* Given instruction:
In the entries below, reproduce the stretch from the line containing "for the distant" through the end of the entries, character for character.

* Input material:
::::::::
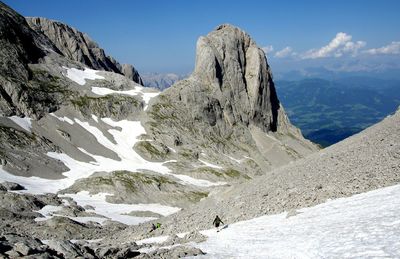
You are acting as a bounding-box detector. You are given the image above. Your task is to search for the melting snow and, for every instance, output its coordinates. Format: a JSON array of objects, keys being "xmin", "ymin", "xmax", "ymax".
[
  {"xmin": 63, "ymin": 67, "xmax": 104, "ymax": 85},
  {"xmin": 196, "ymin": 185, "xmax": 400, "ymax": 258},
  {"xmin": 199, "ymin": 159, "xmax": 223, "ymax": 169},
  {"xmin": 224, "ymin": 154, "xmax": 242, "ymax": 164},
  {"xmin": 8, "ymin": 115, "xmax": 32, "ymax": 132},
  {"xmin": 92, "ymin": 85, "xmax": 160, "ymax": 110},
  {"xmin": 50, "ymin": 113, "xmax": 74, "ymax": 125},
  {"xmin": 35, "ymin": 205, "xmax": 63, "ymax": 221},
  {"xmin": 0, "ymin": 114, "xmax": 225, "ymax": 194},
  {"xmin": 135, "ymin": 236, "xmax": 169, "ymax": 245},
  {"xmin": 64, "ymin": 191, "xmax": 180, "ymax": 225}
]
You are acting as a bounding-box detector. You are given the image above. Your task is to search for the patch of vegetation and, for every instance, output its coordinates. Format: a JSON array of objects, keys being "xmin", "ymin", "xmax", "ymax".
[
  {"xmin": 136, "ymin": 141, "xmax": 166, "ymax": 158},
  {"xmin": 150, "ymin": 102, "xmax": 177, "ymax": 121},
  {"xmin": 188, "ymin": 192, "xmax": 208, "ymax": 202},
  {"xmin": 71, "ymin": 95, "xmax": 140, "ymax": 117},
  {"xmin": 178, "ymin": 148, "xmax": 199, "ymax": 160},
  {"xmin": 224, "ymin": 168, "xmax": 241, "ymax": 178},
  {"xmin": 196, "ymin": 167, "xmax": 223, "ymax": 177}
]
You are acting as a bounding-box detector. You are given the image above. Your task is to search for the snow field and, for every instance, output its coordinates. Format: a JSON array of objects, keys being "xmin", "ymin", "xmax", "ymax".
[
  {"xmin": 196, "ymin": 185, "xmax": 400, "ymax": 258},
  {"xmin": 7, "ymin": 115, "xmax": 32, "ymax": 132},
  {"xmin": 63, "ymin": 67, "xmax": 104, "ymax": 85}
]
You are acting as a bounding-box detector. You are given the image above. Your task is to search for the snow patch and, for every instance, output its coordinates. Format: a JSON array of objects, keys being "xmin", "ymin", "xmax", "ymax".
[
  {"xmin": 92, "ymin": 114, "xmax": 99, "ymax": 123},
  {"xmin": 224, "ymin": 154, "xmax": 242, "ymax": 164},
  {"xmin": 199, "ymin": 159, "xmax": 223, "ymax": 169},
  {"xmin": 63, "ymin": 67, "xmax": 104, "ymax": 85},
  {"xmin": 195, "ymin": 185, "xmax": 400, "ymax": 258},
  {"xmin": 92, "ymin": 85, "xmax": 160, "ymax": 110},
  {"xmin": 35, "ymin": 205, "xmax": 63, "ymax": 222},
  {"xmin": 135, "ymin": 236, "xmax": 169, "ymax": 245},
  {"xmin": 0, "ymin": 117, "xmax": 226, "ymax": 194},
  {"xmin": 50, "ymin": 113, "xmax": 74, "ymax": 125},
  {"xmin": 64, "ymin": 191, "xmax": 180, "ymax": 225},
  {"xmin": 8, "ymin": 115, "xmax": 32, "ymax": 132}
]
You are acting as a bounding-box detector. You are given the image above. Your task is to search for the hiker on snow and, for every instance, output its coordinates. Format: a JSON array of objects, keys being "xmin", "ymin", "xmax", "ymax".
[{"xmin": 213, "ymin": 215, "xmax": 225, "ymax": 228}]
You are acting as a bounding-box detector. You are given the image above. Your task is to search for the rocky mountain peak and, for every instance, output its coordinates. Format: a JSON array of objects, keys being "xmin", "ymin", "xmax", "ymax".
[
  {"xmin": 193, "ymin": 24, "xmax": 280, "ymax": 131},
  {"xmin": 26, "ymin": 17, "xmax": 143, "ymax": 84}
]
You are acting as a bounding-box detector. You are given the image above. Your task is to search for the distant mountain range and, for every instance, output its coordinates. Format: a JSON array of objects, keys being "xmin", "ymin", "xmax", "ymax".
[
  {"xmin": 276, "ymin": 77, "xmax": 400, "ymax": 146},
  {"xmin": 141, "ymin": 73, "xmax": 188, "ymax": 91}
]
::::::::
* Task response:
You are acting as a bounding-box detector. You are given the image above. Your task is to search for the distant mountain range and, for every instance, output its coordinates. Format: a JSON array of objects, keys being "xmin", "ymin", "xmax", "ymax".
[
  {"xmin": 276, "ymin": 77, "xmax": 400, "ymax": 146},
  {"xmin": 141, "ymin": 73, "xmax": 188, "ymax": 91}
]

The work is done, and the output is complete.